● **REALIZE AS TAREFAS**
- a) Reescreva de forma mais breve o parágrafo do texto sobre educação domiciliar que começa com "A educação domiciliar é uma modalidade", mantendo seus fatos principais.
- b) Reproduza o trecho do texto sobre educação domiciliar que vai de "A educação domiciliar é" até "Portugal, por exemplo.".
- c) Qual país o texto sobre educação domiciliar cita como exemplo de lugar onde essa educação jamais foi proibida?

Desescolarização não pode priorizar o debate
Maria Celi Chaves Vasconcelos é pós-doutora em Educação Domiciliar, professora da UERJ e vice-presidente do Conselho Estadual de Educação do RJ
Há um antigo ditado inglês - Don't throw the baby out with the bath water" (Não jogue o bebê junto com a água suja) - que alertava os apressados sobre os riscos de colocar tudo a perder no açodamento de, ao querer cumprir seus objetivos, não observar o que se está fazendo. O ditado aplica-se, de certa forma, ao que se vê, hoje, nas tentativas de se buscar, sem prévia análise, legalizar a educação domiciliar no Brasil. Inadvertidamente, podem acabar por condená-la a uma prática sem nenhuma credibilidade, atrelada a projetos políticos pontuais, descaracterizando-a do debate na arena na qual deveria estar: os órgãos de educação, e com os interlocutores que deveriam discuti-la, educadores e pesquisadores.
A educação domiciliar é uma modalidade de educação que foi majoritária até que o projeto de escolarização do século XX se tornasse hegemônico. Portanto, não se trata de algo novo, mas sim de uma reconfiguração dos espaços domésticos, com auxílio das tecnologias disponíveis, que recobraram sua capacidade educativa. Em alguns países essa educação jamais foi proibida e continuou sendo praticada. É o caso de Portugal, por exemplo.
Contudo, recentemente, vem sendo demonstrado um maior interesse por parte das famílias de retomar essas práticas, devido a uma série de fatores que vão desde razões religiosas até uma veemente crítica à escola, pública ou privada. Ao ser recolocada no cenário, a disputa que se vê não tem como aspecto nodal apenas o foco na educação domiciliar em si, ainda que se possa defender intensamente a obrigatoriedade da escolarização, a importância da socialização e a convivência para além dos ambientes privados, mas o problema está, particularmente, nas prioridades em educação.
Não se pode priorizar uma prática para a qual não há estudos suficientes sobre seus resultados, sua adequação à realidade brasileira, sua organização, sua necessidade de garantias legais, estruturas que teriam que ser criadas e adequadas condições observadas nos países onde é permitida , quando há assuntos estudados, dissecados em dissertações, teses, programas e projetos que ainda não se tornaram prioridade dos governos.
A questão central não são as consequências que essa legalização poderia trazer, mas a constrangedora constatação que ao invés de se ter como meta prioritária escolarizar todas as crianças na idade certa, ampliar a jornada escolar, melhorar a qualidade das escolas, as condições de formação, de trabalho e salariais dos professores, o debate paralelo que ganha importância é o da desescolarização. Ainda que muito importante, sem dúvida, para as famílias que já praticam o ensino domiciliar e precisam ser consideradas, há milhares de outras que, neste instante, aguardam uma vaga na escola pública e gostariam da mesma intencionalidade pela melhoria do processo de escolarização. É com essas que o poder público deveria ter o compromisso inicial.

● **DADOS REGISTRADOS**
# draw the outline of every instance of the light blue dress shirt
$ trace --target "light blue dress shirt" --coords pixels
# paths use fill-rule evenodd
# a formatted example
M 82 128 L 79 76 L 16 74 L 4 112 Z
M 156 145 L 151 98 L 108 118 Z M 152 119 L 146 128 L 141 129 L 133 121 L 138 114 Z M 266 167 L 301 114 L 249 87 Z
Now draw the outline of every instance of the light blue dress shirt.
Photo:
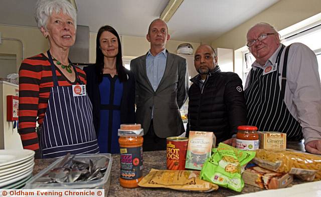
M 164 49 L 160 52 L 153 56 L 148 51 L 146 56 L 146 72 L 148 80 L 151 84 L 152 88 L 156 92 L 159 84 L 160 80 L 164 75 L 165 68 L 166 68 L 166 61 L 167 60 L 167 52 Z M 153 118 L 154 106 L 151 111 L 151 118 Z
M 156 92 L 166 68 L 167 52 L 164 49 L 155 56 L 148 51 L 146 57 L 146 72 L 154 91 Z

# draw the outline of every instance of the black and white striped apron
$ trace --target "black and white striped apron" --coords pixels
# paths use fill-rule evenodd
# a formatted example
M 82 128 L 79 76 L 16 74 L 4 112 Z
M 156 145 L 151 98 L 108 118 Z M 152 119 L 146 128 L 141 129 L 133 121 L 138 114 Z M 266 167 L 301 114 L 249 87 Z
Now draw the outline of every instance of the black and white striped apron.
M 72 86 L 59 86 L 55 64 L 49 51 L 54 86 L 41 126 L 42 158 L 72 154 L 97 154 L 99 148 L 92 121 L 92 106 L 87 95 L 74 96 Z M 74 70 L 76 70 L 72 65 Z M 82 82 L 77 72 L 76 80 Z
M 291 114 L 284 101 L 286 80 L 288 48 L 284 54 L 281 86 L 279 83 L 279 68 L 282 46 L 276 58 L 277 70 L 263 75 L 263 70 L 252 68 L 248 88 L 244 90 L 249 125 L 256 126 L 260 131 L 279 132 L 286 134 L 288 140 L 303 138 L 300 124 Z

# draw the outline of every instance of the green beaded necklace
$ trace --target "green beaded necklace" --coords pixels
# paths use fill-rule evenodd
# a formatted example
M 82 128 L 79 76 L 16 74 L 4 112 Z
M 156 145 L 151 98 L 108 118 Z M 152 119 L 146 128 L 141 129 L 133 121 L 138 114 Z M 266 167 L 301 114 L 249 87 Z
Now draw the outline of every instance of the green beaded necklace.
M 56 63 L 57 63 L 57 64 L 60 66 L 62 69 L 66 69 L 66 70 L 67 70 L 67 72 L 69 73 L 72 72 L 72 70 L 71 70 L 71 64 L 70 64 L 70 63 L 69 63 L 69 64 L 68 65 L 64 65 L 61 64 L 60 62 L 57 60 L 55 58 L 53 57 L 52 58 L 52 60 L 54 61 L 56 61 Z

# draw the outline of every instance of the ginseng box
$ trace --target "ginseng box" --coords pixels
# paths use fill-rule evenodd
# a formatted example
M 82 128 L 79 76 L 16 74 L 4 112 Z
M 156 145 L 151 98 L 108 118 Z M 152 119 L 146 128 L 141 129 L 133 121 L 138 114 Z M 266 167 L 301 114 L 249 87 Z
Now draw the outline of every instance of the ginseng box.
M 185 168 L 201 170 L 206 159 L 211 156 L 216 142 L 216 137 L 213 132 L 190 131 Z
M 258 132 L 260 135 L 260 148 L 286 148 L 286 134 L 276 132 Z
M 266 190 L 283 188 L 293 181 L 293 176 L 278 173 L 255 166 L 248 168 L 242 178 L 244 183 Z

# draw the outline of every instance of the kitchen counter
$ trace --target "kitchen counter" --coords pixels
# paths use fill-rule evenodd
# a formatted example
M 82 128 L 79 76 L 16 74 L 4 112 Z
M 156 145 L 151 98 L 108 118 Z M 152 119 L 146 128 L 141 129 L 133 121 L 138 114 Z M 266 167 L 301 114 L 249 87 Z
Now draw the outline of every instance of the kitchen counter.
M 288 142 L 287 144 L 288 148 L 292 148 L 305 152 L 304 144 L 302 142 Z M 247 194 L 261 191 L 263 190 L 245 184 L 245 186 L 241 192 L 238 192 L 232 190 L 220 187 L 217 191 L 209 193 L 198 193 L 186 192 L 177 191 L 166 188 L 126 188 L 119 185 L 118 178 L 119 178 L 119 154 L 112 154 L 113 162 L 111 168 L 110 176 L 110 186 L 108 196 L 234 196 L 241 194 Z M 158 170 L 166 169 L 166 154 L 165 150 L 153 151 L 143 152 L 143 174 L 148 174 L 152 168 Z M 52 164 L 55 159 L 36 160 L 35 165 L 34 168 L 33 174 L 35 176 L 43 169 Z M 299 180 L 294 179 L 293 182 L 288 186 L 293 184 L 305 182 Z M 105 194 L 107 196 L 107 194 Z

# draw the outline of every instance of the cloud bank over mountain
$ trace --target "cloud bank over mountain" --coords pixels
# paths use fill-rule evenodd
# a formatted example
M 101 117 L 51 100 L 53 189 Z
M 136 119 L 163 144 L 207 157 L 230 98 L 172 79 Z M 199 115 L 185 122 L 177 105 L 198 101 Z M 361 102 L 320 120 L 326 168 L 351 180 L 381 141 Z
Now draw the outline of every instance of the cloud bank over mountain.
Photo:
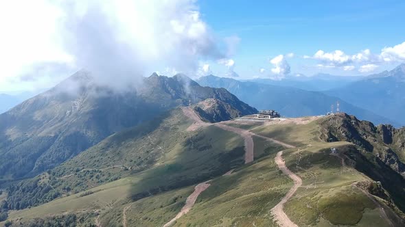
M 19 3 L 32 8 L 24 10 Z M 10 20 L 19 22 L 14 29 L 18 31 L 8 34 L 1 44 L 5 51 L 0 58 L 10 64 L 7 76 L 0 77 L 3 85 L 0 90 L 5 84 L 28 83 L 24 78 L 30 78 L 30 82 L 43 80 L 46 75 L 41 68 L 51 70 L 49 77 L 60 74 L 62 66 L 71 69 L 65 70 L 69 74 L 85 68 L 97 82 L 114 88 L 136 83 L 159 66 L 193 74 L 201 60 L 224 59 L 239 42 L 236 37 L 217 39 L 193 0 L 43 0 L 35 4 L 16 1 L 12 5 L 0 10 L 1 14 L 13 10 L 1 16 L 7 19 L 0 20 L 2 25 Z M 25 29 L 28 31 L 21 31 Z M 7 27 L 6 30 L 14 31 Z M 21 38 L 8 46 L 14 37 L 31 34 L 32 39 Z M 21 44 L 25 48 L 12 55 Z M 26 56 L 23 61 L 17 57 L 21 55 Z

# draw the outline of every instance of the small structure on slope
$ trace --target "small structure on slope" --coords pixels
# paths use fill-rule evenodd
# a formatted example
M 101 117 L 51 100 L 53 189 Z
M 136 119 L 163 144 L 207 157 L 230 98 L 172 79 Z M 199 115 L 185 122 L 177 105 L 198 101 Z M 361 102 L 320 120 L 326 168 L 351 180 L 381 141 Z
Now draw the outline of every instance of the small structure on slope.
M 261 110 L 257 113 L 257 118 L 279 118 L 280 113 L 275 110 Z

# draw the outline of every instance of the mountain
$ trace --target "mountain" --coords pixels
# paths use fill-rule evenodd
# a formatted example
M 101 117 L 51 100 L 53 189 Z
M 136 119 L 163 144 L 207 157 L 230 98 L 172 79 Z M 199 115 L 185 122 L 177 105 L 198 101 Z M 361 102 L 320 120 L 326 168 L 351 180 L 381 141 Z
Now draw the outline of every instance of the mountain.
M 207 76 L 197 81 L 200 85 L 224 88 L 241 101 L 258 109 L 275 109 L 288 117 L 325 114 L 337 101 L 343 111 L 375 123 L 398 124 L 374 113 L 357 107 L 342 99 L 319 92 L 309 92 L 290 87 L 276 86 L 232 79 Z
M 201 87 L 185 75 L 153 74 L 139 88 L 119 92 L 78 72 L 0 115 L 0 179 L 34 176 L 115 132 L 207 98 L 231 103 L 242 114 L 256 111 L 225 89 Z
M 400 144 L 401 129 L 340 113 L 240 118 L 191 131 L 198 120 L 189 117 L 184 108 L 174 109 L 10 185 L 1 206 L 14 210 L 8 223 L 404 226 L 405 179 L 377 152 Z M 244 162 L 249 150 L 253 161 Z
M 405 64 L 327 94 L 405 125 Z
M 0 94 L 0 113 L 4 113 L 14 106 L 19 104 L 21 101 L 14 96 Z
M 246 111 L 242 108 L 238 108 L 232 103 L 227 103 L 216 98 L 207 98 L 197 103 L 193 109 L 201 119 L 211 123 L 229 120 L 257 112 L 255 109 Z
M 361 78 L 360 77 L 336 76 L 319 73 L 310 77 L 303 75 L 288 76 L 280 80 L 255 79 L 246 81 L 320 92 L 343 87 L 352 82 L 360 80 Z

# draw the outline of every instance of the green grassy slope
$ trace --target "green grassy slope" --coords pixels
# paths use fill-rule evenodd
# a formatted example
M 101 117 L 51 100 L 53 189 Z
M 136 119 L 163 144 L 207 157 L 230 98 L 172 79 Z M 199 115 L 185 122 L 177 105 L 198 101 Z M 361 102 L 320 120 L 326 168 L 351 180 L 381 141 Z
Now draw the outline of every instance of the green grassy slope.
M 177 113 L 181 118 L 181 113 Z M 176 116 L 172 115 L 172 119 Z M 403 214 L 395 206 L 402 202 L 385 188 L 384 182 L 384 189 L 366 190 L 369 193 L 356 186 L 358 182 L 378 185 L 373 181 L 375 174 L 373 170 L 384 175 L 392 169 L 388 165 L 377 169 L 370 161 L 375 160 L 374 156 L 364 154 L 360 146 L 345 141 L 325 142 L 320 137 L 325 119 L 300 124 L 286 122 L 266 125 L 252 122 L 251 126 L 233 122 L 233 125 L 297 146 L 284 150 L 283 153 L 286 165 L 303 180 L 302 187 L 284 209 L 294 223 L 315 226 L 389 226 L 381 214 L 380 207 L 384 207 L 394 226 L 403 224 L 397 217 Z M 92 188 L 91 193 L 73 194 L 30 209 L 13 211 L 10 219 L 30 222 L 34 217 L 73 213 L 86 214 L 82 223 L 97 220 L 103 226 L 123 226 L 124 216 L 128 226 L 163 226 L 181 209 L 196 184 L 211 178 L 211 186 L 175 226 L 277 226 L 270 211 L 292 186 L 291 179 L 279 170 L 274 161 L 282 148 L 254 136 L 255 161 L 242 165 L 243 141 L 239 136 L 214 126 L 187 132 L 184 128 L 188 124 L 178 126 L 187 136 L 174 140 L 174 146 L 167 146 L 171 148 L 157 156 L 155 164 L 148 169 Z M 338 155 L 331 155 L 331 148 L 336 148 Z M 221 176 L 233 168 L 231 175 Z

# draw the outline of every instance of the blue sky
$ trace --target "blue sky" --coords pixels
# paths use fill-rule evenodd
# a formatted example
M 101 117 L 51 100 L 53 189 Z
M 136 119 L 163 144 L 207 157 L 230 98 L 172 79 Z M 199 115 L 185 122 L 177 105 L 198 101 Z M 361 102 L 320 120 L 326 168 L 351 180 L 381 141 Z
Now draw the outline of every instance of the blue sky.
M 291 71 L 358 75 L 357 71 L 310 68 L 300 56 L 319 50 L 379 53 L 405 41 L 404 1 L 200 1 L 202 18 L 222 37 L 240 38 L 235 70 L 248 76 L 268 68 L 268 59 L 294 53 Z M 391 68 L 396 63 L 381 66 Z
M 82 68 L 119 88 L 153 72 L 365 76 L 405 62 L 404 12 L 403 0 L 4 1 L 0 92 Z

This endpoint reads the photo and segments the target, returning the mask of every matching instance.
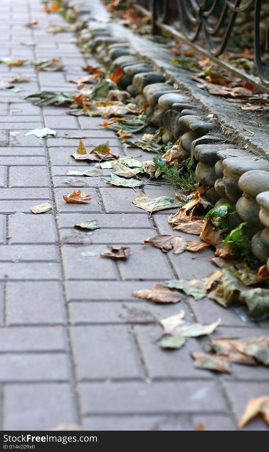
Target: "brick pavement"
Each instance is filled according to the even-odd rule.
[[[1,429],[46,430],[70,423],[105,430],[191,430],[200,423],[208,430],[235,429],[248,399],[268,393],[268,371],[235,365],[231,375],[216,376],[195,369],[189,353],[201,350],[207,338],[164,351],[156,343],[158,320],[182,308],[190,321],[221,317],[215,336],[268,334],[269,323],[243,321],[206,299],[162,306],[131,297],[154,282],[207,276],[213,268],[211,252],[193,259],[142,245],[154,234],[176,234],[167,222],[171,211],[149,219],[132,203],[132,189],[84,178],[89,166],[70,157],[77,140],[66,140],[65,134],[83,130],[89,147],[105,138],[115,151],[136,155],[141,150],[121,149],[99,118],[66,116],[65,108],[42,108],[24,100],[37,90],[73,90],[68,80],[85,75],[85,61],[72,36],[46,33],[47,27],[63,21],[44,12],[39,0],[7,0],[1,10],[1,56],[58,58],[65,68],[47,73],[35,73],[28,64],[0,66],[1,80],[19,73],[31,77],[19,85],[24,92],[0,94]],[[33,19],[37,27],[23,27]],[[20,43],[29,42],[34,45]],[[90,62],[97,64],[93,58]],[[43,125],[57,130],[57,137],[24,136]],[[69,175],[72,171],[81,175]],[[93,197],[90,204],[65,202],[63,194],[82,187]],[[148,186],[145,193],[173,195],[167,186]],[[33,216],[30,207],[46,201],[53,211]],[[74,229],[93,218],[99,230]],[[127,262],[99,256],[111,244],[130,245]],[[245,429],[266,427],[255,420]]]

● **RESPOSTAS DAS TAREFAS**
- a) A educação domiciliar predominou até que a escolarização do século XX se tornasse hegemônica. Não é algo novo, e sim uma reconfiguração dos espaços domésticos, que recobraram sua capacidade educativa com a ajuda das tecnologias disponíveis. Em alguns países, como Portugal, nunca foi proibida e continuou sendo praticada.

- b)
A educação domiciliar é uma modalidade de educação que foi majoritária até que o projeto de escolarização do século XX se tornasse hegemônico. Portanto, não se trata de algo novo, mas sim de uma reconfiguração dos espaços domésticos, com auxílio das tecnologias disponíveis, que recobraram sua capacidade educativa. Em alguns países essa educação jamais foi proibida e continuou sendo praticada. É o caso de Portugal, por exemplo.

- c) Portugal.